**Records shown**
────
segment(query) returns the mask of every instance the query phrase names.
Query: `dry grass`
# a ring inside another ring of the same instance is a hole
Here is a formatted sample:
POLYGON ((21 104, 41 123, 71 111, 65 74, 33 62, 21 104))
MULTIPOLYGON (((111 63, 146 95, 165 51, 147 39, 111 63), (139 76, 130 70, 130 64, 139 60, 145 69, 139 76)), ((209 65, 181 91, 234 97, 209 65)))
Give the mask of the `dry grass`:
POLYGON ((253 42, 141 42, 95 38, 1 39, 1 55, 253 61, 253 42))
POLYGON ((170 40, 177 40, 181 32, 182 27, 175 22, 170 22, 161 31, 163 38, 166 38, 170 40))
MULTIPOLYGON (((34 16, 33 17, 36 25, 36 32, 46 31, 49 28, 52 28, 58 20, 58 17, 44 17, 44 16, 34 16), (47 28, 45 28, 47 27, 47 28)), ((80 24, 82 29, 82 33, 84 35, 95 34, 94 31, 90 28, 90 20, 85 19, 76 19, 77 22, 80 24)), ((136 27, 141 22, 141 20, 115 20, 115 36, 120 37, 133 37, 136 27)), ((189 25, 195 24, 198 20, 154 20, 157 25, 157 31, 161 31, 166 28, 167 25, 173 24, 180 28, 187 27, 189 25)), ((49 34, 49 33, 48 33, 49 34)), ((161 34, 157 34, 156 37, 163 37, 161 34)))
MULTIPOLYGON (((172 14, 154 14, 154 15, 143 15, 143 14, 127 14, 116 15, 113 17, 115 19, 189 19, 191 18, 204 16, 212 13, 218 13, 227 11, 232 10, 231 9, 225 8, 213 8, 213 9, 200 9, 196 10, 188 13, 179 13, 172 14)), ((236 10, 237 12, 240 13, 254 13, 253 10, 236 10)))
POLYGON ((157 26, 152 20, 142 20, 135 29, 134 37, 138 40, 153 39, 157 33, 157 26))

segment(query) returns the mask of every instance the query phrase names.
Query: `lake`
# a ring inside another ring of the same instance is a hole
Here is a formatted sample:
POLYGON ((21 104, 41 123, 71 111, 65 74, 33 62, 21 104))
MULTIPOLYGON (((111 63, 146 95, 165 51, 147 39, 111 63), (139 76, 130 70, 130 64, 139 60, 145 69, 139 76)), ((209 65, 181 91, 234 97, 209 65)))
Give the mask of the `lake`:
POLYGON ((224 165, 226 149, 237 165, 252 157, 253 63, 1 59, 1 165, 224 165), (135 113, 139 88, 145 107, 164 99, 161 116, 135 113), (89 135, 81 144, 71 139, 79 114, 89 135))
────
**Aim**
Rewrite the material from its first line through the line containing "POLYGON ((170 40, 177", with "outline" in place of every "mask" and everything else unchanged.

**Task answer**
segment(query) returns the outline of every instance the query phrase names.
Query: `dry grass`
# a ring inside another ring of the same instance is a hole
Here is a formatted sample:
POLYGON ((21 104, 41 123, 71 111, 65 74, 33 62, 21 104))
MULTIPOLYGON (((111 63, 146 95, 165 51, 147 39, 111 63), (139 76, 130 70, 130 64, 139 60, 145 69, 139 76)), ((209 65, 181 91, 234 97, 209 65)))
Give the outline of the `dry grass`:
POLYGON ((253 42, 141 42, 95 38, 1 39, 1 55, 253 61, 253 42))
POLYGON ((170 40, 177 40, 181 32, 182 27, 175 22, 170 22, 161 31, 163 38, 166 38, 170 40))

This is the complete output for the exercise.